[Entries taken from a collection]
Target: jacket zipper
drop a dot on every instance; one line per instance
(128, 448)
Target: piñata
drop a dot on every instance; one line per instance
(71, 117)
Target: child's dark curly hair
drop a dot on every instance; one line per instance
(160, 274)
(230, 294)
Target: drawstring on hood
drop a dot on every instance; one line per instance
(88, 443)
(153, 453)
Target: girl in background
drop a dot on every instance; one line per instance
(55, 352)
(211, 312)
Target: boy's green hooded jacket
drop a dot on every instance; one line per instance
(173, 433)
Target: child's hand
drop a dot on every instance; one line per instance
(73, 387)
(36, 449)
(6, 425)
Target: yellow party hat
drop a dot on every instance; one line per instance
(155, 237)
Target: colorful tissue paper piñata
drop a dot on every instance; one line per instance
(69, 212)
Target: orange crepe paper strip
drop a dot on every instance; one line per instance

■ **What to work on**
Starting at the line that contains "Target: girl in background" and continuing through the end of the material, change "hooded jacket" to "hoodie" and reproduce those lines with nothing else altered.

■ **Expected answer**
Target: girl in background
drop a dot on every instance; one line per instance
(55, 352)
(211, 312)
Target: boy's green hoodie
drop a dot on every instance; one line per instance
(173, 433)
Target: child's hand
drop a dot on every instance; one line per instance
(73, 387)
(36, 449)
(6, 425)
Target: yellow party hat
drop a dot on every instance; one line per instance
(155, 237)
Target: colorful tissue paper piñata
drop a dot on every instance; one line per instance
(69, 212)
Target: orange crepe paper strip
drop a dot on every instance; one line per instance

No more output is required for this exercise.